## Document passage
## Begin
School of History, Classics & Archaeology

Guy Ortolano - 'Thatcher's Progress: From Social Democracy to Market Liberalism through an English New Town'

During the quarter of a century after the Second World War, the British state designated thirty-two new towns across England, Scotland, Wales, and Northern Ireland. Why, even before selling council houses or denationalizing public industries, did Margaret Thatcher’s government begin to privatise these new towns? By examining the most ambitious of these projects, Milton Keynes, this talk revises our understanding of British social democracy, arguing that the new towns comprised the spatial dimension of the welfare state. Following the Prime Minister’s progress on a tour through Milton Keynes on 25 September 1979, Ortolano alights at successive stops to examine the broader histories of urban planning, modernist architecture, and international consulting. Thatcher’s journey reveals a dynamic social democracy during its decade of crisis, while also indicating how public sector actors begrudgingly accommodated the alternative priorities of market liberalism.
## End
## What this exercise asks
A - According to the abstract of the talk on Milton Keynes, on what date did the Prime Minister tour the town?
B - Carry the abstract of the talk on Milton Keynes forward from its final sentence.

## Supplied data
## Begin
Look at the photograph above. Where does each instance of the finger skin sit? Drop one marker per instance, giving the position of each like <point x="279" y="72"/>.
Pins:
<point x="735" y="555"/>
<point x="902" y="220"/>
## End
## Task-by-task results
A - 25 September 1979

B -
Guy Ortolano is a cultural and intellectual historian of modern Britain, with interests in urban history and the history of science. He edits the Twentieth Century British History and, with Susan Pedersen of Columbia and Peter Mandler of Cambridge, runs the New York – Cambridge Training Collaboration for PhD students in modern British history (NYCTC). He teaches surveys of British and European history since the eighteenth century, and seminars on urban history, the practice of history, and the history of science. He also offers a survey of multi-ethnic Britain since pre-Roman times for NYU’s Core Curriculum. Ortolano writes about subjects that recently enjoyed wide acclaim, only to have fallen dramatically out of favor: a novelist no longer in print, a literary critic out of fashion, an architecture widely loathed. By recovering the context in which these reputations once thrived, his work challenges some of the most pervasive interpretations of the post-1945 era, from economic “decline” to the 1970s “crisis.”

His first book, The Two Cultures Controversy: Science, Literature, and Cultural Politics in Postwar Britain (Cambridge, 2009), explains how a cliché about intellectual life – that it is divided between “two cultures,” the humanities and sciences – ignited a ferocious debate during the 1960s, as this familiar lament became invested with competing readings of England’s past, the West’s present, and Africa’s future. His second book, Thatcher's Progress: From Social Democracy to Market Liberalism through an English New Town (Cambridge, 2019), on which this talk is based, follows the Prime Minister on a driving tour through the planned city of Milton Keynes - a journey that reveals a dynamic welfare state during the decade of its purported crisis.

A free event with the Institute for Advanced Studies in the Humanities.

The Institute for Advanced Study in the Humanities
Mar 25 2019 -

Guy Ortolano - 'Thatcher's Progress: From Social Democracy to Market Liberalism through an English New Town'

Professor Guy Ortolano follows the then Prime Minister’s progress on a tour through Milton Keynes on 25 September 1979, alighting at successive stops to examine the broader histories of urban planning, modernist architecture, and international consulting.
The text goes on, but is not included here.